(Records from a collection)
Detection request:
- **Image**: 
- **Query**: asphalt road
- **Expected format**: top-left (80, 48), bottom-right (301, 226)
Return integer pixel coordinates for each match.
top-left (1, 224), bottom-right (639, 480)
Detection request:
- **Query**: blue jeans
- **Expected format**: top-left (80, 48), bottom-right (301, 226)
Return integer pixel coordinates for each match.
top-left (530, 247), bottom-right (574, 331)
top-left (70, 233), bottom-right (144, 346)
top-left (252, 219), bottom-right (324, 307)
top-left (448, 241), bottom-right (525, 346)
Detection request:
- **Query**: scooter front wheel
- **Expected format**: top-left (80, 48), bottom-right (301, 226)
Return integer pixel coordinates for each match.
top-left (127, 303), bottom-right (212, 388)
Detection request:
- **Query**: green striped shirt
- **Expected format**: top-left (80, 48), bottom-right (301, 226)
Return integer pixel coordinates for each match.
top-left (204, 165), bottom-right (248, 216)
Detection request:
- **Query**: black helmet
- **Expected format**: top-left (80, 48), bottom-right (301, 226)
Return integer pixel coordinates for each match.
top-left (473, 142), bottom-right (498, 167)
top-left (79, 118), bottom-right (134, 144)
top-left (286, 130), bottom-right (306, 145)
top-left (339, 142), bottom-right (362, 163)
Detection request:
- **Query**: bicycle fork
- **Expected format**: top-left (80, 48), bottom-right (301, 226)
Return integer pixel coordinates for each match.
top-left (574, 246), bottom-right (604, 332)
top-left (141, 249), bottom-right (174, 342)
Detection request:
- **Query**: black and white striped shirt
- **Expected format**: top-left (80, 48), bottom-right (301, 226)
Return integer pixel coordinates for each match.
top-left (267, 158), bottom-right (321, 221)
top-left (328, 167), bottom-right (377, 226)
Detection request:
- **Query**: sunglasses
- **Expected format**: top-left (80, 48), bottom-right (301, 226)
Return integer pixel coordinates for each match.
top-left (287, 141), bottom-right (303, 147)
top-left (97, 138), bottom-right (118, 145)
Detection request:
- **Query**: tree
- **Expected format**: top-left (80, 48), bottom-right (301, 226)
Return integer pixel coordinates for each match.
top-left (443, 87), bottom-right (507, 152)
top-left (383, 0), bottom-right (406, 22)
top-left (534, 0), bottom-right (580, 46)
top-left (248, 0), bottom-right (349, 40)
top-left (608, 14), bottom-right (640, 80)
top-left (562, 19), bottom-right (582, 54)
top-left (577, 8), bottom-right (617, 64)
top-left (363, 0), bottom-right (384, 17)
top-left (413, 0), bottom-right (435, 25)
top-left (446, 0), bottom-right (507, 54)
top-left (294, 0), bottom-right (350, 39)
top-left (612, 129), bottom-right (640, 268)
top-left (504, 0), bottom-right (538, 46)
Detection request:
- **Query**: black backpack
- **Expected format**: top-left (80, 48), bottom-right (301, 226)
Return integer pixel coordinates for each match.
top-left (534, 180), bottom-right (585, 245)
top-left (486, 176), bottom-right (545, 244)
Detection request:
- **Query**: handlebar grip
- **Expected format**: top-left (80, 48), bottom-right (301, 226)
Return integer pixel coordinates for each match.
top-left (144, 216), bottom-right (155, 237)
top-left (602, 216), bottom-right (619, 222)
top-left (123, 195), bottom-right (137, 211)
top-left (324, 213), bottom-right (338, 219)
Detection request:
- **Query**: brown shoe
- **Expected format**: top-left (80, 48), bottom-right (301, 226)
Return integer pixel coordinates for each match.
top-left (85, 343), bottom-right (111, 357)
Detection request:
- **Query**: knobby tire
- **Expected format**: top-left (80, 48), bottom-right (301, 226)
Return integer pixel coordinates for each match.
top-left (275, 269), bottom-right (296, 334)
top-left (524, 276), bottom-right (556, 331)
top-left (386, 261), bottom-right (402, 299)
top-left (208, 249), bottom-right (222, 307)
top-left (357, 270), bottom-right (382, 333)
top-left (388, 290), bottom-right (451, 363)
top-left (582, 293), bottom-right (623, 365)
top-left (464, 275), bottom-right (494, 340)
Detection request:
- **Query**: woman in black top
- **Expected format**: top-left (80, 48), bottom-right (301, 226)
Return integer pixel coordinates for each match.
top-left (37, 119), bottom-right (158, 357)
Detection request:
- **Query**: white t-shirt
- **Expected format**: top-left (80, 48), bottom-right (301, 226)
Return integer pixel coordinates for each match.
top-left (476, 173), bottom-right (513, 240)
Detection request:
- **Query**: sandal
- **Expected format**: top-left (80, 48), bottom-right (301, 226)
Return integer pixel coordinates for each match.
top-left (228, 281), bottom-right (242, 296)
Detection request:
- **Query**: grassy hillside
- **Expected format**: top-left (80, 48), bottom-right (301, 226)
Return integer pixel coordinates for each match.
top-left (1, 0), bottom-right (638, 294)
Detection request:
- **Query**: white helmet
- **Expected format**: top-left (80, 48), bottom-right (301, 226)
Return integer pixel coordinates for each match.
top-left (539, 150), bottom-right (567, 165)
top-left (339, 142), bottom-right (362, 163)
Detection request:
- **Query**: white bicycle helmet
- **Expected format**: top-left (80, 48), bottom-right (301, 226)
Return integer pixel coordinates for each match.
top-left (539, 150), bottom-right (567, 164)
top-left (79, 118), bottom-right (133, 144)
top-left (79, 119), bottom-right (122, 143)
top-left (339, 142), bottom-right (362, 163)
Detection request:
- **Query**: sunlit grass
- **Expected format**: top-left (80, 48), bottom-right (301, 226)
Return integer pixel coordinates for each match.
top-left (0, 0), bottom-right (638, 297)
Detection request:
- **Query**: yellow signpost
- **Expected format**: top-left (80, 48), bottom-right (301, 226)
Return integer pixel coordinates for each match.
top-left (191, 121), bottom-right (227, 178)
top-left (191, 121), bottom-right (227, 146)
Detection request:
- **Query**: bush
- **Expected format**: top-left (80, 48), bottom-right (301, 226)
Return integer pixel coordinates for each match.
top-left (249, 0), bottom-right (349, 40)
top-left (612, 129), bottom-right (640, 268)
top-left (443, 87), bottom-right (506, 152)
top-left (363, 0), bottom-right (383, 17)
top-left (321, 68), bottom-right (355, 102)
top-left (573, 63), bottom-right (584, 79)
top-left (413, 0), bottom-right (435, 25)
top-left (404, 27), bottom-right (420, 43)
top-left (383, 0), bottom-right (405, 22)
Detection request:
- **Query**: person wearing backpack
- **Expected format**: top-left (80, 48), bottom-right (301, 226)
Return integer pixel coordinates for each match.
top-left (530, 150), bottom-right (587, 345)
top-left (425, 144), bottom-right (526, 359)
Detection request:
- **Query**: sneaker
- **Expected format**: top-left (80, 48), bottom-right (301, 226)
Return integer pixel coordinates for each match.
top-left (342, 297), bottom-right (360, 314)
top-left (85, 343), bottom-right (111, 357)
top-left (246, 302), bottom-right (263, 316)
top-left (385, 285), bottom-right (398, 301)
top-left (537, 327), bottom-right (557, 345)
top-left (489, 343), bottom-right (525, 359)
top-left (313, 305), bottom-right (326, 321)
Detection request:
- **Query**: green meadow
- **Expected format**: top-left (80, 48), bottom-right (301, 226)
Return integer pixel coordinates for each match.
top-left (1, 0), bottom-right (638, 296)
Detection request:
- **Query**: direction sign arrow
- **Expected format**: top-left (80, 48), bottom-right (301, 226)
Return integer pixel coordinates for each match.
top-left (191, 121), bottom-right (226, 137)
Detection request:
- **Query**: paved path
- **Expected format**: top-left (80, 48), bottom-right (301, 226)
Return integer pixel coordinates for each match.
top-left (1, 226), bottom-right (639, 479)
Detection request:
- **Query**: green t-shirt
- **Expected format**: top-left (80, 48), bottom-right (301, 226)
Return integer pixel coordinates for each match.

→ PROBLEM DETAILS
A verbatim reproduction of all the records above is the expected answer.

→ ANSWER BELOW
Detection request:
- **Image**: 
- **Query**: asphalt road
- **Expected format**: top-left (80, 48), bottom-right (301, 226)
Return integer pixel coordinates for each match.
top-left (1, 224), bottom-right (639, 480)
Detection request:
- **Query**: blue jeans
- **Expected format**: top-left (80, 48), bottom-right (301, 226)
Return integer pixel coordinates for each match.
top-left (530, 247), bottom-right (574, 331)
top-left (70, 233), bottom-right (144, 346)
top-left (252, 219), bottom-right (324, 307)
top-left (448, 241), bottom-right (525, 346)
Detection request:
- **Query**: scooter front wheel
- **Expected format**: top-left (80, 48), bottom-right (301, 226)
Return integer pixel coordinates for each match.
top-left (127, 303), bottom-right (212, 388)
Detection request:
- **Query**: green striped shirt
- **Expected format**: top-left (80, 48), bottom-right (301, 226)
Return integer pixel coordinates for each match.
top-left (204, 165), bottom-right (248, 216)
Detection request:
- **Query**: black helmet
- **Expected format**: top-left (80, 48), bottom-right (301, 226)
Return integer pixel coordinates for each match.
top-left (473, 142), bottom-right (498, 167)
top-left (79, 118), bottom-right (134, 144)
top-left (286, 130), bottom-right (306, 145)
top-left (339, 142), bottom-right (362, 163)
Detection request:
- **Query**: bicycle fork
- **Expected format**: top-left (80, 48), bottom-right (301, 226)
Return integer pixel coordinates for each match.
top-left (574, 246), bottom-right (604, 332)
top-left (141, 249), bottom-right (174, 342)
Detection request:
- **Query**: black and white striped shirt
- **Expected format**: top-left (80, 48), bottom-right (301, 226)
Return integer pixel coordinates for each match.
top-left (267, 158), bottom-right (321, 221)
top-left (328, 167), bottom-right (377, 226)
Detection request:
- **Query**: sunglasses
- **Expected format**: top-left (80, 48), bottom-right (301, 226)
Return integer pixel coordinates for each match.
top-left (287, 141), bottom-right (303, 147)
top-left (97, 138), bottom-right (118, 145)
Detection request:
- **Query**: tree
- **Expected format**: top-left (80, 48), bottom-right (301, 226)
Return integer pixel coordinates for each match.
top-left (443, 87), bottom-right (507, 152)
top-left (383, 0), bottom-right (406, 22)
top-left (534, 0), bottom-right (580, 46)
top-left (248, 0), bottom-right (349, 40)
top-left (608, 14), bottom-right (640, 80)
top-left (562, 19), bottom-right (582, 54)
top-left (577, 8), bottom-right (617, 64)
top-left (363, 0), bottom-right (384, 17)
top-left (413, 0), bottom-right (435, 25)
top-left (446, 0), bottom-right (507, 54)
top-left (294, 0), bottom-right (350, 39)
top-left (612, 129), bottom-right (640, 268)
top-left (504, 0), bottom-right (538, 46)
Detection request:
- **Query**: black backpack
- **Expected format**: top-left (80, 48), bottom-right (301, 226)
Return integer pixel coordinates for each match.
top-left (534, 180), bottom-right (585, 245)
top-left (486, 176), bottom-right (545, 244)
Detection request:
- **Query**: handlebar grip
- **Expected format**: top-left (80, 48), bottom-right (301, 226)
Return integer pixel coordinates for each match.
top-left (144, 216), bottom-right (155, 237)
top-left (602, 216), bottom-right (619, 222)
top-left (123, 195), bottom-right (137, 211)
top-left (324, 213), bottom-right (338, 219)
Detection request:
- **Query**: brown shoe
- **Expected format**: top-left (80, 48), bottom-right (301, 226)
Return integer pixel coordinates for each match.
top-left (85, 343), bottom-right (111, 357)
Detection request:
- **Query**: knobby tire
- **Expected format**: top-left (80, 48), bottom-right (301, 226)
Return integer pixel coordinates for each match.
top-left (275, 269), bottom-right (296, 334)
top-left (524, 276), bottom-right (556, 331)
top-left (386, 261), bottom-right (402, 299)
top-left (208, 249), bottom-right (222, 307)
top-left (357, 270), bottom-right (382, 333)
top-left (388, 290), bottom-right (451, 363)
top-left (582, 293), bottom-right (623, 365)
top-left (464, 275), bottom-right (494, 340)
Detection request:
- **Query**: woman in black top
- **Expected format**: top-left (80, 48), bottom-right (301, 226)
Return integer pixel coordinates for each match.
top-left (37, 119), bottom-right (158, 357)
Detection request:
- **Query**: white t-shirt
- **Expected format**: top-left (80, 48), bottom-right (301, 226)
Return integer pixel coordinates for each match.
top-left (476, 173), bottom-right (513, 240)
Detection request:
- **Query**: sandal
- **Expected format**: top-left (80, 48), bottom-right (301, 226)
Return integer pixel coordinates for each match.
top-left (228, 281), bottom-right (242, 296)
Detection request:
- **Query**: grassy hillside
- **Expected format**: top-left (80, 48), bottom-right (301, 226)
Return integer pixel coordinates for each match.
top-left (1, 0), bottom-right (638, 294)
Detection request:
- **Query**: white helmet
- **Expected format**: top-left (80, 48), bottom-right (301, 226)
Return integer pixel coordinates for each match.
top-left (539, 150), bottom-right (567, 165)
top-left (339, 142), bottom-right (362, 163)
Detection request:
- **Query**: white bicycle helmet
- **Expected format**: top-left (80, 48), bottom-right (301, 226)
Return integer pixel coordinates for each match.
top-left (539, 150), bottom-right (567, 164)
top-left (79, 118), bottom-right (133, 144)
top-left (79, 119), bottom-right (122, 143)
top-left (339, 142), bottom-right (362, 163)
Detection request:
- **Query**: sunlit grass
- **Expected format**: top-left (80, 48), bottom-right (301, 226)
Return integer pixel coordinates for each match.
top-left (0, 0), bottom-right (638, 297)
Detection request:
- **Query**: yellow signpost
- **Expected format**: top-left (80, 48), bottom-right (301, 226)
Return integer pixel coordinates for each match.
top-left (191, 121), bottom-right (227, 178)
top-left (191, 121), bottom-right (227, 146)
Detection request:
- **Query**: bush
- **Expected format**: top-left (80, 48), bottom-right (301, 226)
Return integer pixel coordinates for each match.
top-left (249, 0), bottom-right (349, 40)
top-left (612, 129), bottom-right (640, 268)
top-left (443, 87), bottom-right (506, 152)
top-left (363, 0), bottom-right (383, 17)
top-left (321, 68), bottom-right (355, 102)
top-left (573, 63), bottom-right (584, 79)
top-left (413, 0), bottom-right (435, 25)
top-left (404, 27), bottom-right (420, 43)
top-left (383, 0), bottom-right (405, 22)
Detection request:
- **Query**: person wearing backpack
- **Expected format**: top-left (80, 48), bottom-right (301, 226)
Return integer pixel coordinates for each match.
top-left (530, 150), bottom-right (587, 345)
top-left (425, 144), bottom-right (526, 359)
Detection request:
- **Query**: sneaker
- **Expected format**: top-left (80, 48), bottom-right (301, 226)
Return integer pixel coordinates for each match.
top-left (342, 297), bottom-right (360, 314)
top-left (85, 343), bottom-right (111, 357)
top-left (246, 302), bottom-right (263, 316)
top-left (385, 285), bottom-right (398, 301)
top-left (537, 327), bottom-right (557, 345)
top-left (489, 343), bottom-right (525, 359)
top-left (313, 305), bottom-right (326, 321)
Detection request:
- **Query**: green meadow
- **Expected format**: top-left (80, 48), bottom-right (301, 226)
Return integer pixel coordinates for each match.
top-left (1, 0), bottom-right (638, 296)
Detection request:
- **Query**: direction sign arrow
- **Expected format**: top-left (80, 48), bottom-right (301, 226)
Return integer pixel coordinates for each match.
top-left (191, 121), bottom-right (226, 137)
Detection request:
- **Query**: paved path
- **Expected format**: top-left (80, 48), bottom-right (301, 226)
Return integer pixel coordinates for each match.
top-left (1, 226), bottom-right (639, 479)
Detection request:
- **Query**: green t-shirt
- **Expected format**: top-left (80, 48), bottom-right (301, 226)
Return integer pixel coordinates for each match.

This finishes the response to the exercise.